Exact repetition is required: output every record in full.
::::::::::
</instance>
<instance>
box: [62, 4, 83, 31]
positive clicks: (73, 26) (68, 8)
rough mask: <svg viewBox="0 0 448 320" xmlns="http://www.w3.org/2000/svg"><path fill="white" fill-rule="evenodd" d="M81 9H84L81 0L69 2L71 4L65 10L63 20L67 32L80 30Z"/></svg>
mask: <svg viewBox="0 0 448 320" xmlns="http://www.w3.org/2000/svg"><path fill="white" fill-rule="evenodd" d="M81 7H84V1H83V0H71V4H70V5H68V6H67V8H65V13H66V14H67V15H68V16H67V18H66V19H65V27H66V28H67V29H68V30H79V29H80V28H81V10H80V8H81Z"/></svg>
::::::::::
◆ **TASK ANSWER**
</instance>
<instance>
box: [62, 4, 83, 31]
positive clicks: (73, 26) (68, 8)
rough mask: <svg viewBox="0 0 448 320" xmlns="http://www.w3.org/2000/svg"><path fill="white" fill-rule="evenodd" d="M81 9H84L81 0L69 2L71 4L65 10L63 20L67 32L80 30Z"/></svg>
mask: <svg viewBox="0 0 448 320" xmlns="http://www.w3.org/2000/svg"><path fill="white" fill-rule="evenodd" d="M81 7H84V1H83V0H71V4H70V5H68V6H67V8H65V13H66V14H67V15H68V16H67V18H66V19H65V27H66V28H67V29H68V30H79V29H80V28H81V10H80V8H81Z"/></svg>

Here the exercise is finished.